### 資料
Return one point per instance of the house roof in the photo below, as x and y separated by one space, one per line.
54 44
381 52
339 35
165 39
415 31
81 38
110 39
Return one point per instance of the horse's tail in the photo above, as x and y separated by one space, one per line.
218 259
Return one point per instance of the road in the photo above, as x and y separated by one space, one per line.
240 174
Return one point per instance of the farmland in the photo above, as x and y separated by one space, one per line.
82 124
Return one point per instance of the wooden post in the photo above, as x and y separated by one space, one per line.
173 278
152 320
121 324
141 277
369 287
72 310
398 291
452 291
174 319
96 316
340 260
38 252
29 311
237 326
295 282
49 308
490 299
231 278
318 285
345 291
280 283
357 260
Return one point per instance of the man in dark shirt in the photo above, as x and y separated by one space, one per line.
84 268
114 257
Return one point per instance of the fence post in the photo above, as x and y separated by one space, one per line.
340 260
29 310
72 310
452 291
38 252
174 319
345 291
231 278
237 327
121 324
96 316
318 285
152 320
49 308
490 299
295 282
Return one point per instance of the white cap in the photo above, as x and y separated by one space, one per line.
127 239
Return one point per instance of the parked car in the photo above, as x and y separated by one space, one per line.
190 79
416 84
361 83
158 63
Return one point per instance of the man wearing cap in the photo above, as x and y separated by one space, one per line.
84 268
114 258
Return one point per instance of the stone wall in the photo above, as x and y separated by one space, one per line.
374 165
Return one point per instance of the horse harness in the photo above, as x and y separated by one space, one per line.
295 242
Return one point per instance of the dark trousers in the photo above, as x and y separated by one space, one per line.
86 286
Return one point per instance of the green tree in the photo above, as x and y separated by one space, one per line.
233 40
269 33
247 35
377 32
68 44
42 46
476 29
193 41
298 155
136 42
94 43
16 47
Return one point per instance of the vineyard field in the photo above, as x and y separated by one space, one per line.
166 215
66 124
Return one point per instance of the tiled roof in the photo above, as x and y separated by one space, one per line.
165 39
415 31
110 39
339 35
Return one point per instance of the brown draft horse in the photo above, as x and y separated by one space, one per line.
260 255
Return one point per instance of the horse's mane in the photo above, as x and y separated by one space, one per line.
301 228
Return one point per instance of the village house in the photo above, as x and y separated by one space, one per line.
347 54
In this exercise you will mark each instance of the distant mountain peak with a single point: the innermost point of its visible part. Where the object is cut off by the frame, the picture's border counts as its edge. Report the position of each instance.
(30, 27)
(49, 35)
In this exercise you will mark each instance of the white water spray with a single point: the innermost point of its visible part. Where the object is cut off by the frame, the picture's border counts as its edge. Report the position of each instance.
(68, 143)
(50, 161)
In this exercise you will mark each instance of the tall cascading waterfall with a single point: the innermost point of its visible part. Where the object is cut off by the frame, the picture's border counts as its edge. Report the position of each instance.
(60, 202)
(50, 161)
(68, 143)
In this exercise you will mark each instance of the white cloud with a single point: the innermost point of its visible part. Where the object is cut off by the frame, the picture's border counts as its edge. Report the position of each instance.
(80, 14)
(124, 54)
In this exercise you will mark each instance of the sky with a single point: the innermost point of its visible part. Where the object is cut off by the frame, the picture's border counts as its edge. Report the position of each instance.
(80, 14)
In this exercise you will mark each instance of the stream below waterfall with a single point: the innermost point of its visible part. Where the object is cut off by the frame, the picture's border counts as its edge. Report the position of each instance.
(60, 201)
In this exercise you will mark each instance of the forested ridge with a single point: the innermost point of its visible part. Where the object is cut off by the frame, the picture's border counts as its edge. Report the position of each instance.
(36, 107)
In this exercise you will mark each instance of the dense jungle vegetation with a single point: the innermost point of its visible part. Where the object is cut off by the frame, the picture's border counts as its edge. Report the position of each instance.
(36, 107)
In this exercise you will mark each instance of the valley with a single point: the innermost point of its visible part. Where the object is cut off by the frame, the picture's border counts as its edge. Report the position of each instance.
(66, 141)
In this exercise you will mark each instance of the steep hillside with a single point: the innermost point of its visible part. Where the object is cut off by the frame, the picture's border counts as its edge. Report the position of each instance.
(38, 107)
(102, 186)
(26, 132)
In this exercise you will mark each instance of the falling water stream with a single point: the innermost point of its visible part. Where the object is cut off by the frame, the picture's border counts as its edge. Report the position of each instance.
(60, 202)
######
### 資料
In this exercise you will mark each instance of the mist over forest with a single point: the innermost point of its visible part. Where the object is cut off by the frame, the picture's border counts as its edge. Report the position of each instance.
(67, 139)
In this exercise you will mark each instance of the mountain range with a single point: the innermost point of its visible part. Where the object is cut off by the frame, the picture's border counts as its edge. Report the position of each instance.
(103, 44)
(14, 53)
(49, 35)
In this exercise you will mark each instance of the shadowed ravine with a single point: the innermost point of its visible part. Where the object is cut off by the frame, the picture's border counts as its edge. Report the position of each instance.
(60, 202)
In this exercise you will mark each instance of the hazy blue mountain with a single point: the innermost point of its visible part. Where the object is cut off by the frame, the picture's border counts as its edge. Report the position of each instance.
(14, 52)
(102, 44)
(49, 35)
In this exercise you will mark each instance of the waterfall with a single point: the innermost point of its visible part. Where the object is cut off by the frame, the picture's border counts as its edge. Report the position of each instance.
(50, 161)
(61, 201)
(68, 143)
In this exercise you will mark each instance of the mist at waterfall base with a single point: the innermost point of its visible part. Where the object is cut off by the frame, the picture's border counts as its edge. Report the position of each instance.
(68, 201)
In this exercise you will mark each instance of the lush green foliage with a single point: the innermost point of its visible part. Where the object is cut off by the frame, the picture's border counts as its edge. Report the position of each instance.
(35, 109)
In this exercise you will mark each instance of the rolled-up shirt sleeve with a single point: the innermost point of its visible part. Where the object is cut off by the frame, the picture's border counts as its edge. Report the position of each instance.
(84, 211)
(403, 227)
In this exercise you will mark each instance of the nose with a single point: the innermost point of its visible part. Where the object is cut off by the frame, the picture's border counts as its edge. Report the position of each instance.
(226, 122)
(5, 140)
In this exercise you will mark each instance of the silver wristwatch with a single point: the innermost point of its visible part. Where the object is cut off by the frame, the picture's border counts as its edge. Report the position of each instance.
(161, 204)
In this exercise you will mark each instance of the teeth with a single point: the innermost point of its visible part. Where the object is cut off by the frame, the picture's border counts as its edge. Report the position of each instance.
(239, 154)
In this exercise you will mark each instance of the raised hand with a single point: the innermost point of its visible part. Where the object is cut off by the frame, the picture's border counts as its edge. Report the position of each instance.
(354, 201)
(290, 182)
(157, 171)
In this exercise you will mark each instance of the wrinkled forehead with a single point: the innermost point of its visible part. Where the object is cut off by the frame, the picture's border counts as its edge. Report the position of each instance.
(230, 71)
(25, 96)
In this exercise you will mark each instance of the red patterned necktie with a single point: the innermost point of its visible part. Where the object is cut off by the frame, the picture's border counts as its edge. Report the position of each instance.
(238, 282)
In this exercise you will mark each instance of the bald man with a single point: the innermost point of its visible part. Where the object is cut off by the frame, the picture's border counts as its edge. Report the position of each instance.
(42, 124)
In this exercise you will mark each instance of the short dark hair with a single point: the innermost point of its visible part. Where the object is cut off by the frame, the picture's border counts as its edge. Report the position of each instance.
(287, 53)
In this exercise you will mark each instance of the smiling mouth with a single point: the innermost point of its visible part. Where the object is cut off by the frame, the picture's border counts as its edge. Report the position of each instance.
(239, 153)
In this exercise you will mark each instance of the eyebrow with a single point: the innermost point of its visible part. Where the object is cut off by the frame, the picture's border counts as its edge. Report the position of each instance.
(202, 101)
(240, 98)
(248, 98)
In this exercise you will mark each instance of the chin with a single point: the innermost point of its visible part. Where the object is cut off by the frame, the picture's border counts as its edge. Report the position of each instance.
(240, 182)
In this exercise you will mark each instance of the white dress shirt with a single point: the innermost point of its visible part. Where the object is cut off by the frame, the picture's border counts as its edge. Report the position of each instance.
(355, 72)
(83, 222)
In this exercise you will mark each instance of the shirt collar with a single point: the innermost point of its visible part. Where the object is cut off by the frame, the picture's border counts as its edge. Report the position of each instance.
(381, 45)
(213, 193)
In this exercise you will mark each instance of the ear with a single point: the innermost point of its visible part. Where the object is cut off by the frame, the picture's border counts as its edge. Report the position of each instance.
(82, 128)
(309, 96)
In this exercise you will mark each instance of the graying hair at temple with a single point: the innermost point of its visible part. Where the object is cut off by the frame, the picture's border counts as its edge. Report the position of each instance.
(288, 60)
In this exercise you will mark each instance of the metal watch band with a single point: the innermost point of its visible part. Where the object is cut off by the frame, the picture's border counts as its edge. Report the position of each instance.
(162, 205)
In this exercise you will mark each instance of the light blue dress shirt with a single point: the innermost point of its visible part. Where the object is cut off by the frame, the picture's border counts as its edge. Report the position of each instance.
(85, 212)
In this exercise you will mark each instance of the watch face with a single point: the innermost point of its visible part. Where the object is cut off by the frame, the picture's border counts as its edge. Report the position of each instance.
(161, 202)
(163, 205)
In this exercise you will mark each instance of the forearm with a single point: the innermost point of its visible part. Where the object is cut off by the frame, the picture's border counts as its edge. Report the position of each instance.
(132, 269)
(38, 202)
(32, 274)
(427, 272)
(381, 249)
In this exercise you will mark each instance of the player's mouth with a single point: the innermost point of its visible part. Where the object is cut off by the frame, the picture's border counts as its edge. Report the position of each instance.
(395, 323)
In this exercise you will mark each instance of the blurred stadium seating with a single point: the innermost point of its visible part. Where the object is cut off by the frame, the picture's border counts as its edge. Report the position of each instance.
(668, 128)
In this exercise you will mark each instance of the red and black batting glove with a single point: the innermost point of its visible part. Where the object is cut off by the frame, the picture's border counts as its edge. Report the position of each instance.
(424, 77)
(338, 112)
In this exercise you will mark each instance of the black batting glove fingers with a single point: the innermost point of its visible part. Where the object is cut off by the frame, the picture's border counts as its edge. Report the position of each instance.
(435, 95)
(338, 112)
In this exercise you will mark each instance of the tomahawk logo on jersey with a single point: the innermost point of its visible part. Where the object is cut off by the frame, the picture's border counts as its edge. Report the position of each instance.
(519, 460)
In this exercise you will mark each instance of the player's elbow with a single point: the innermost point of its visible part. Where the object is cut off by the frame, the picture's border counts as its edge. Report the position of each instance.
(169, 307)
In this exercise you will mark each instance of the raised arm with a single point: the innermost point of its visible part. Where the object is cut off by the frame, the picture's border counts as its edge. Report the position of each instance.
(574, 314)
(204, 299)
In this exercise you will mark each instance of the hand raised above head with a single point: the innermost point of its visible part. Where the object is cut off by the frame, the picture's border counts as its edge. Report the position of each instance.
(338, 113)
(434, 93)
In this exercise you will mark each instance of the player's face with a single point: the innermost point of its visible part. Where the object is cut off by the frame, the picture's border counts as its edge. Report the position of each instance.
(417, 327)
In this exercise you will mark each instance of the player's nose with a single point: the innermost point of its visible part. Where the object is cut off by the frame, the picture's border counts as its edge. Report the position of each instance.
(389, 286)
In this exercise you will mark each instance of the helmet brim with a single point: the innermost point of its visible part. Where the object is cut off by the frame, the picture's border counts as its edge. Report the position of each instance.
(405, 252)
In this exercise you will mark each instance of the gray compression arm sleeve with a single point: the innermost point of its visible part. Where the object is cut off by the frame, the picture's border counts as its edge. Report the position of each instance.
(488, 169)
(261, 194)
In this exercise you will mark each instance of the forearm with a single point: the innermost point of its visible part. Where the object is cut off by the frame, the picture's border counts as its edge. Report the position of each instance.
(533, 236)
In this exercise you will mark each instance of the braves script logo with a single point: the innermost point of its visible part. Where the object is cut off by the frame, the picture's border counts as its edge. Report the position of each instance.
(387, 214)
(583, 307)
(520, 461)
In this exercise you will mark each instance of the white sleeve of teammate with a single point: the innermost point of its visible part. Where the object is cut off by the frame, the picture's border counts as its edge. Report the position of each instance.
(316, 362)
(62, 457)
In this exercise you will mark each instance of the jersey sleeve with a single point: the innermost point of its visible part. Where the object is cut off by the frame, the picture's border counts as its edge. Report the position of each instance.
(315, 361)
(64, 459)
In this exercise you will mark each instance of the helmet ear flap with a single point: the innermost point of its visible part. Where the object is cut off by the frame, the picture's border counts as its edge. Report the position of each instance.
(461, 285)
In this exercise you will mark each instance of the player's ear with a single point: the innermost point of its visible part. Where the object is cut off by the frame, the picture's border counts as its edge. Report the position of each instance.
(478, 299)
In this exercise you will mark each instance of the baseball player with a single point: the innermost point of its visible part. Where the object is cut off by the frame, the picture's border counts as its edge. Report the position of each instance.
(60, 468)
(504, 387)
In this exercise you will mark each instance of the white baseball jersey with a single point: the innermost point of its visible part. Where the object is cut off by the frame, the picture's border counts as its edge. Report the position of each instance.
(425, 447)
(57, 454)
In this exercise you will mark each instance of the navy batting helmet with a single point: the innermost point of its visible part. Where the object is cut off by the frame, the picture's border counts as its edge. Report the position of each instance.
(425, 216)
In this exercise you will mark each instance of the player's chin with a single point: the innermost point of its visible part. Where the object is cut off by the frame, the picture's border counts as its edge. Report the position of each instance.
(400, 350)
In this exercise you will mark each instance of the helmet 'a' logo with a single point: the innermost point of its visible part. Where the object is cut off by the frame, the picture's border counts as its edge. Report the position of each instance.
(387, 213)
######
### 資料
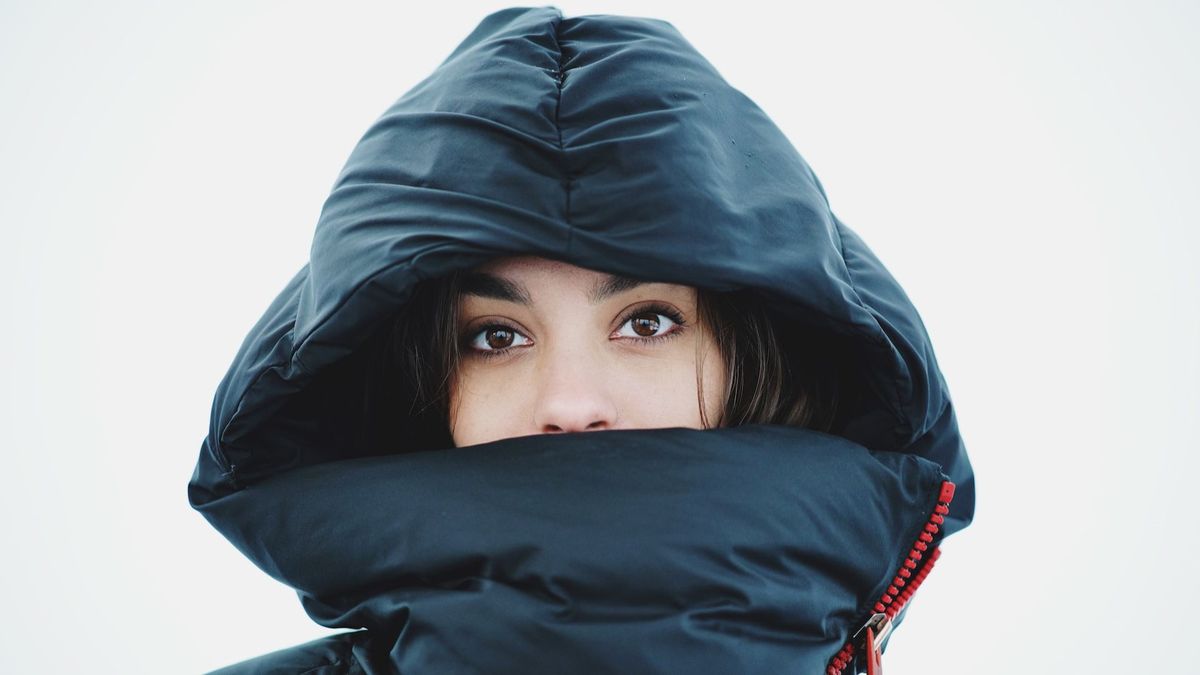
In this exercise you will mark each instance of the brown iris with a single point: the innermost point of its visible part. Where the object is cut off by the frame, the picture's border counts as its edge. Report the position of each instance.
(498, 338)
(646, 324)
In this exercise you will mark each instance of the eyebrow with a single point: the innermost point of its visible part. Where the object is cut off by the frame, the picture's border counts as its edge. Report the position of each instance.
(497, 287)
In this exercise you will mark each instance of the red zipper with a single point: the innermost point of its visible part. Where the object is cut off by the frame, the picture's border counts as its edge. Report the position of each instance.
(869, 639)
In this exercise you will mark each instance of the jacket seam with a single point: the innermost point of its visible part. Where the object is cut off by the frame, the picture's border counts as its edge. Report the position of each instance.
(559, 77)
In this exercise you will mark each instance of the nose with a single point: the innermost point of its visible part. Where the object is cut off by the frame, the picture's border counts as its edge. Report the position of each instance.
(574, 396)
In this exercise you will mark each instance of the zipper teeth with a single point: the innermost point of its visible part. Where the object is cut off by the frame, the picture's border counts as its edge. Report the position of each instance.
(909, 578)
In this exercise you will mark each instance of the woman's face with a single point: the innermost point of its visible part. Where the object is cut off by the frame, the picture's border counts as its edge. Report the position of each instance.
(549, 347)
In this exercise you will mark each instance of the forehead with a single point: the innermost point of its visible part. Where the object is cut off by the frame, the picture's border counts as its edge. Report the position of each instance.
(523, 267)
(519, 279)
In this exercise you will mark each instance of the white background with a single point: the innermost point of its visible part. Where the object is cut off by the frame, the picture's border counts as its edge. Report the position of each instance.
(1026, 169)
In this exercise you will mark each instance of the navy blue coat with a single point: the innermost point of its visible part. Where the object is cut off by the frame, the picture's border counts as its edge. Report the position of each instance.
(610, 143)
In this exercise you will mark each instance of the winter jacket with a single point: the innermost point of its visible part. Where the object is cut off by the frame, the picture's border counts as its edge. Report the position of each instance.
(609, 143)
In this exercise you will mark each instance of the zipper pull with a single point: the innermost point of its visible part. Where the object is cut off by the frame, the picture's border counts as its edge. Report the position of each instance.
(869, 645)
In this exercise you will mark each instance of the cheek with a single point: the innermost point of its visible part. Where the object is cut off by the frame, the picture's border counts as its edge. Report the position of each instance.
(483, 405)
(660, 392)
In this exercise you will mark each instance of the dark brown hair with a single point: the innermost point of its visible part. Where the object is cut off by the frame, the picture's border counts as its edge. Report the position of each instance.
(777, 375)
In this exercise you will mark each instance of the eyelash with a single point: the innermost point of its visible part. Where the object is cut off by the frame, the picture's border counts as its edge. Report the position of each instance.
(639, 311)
######
= 課題の目的 =
上のレコードのうち、文字列「house」を含む行をすべて、そのまま返してください。

= 以下に回答 =
Return one point per instance of the house roof in the photo below, as x and y separated by one space, one per line.
Return one point per instance of the village house in the photo above, as x and y separated by one space, one per line.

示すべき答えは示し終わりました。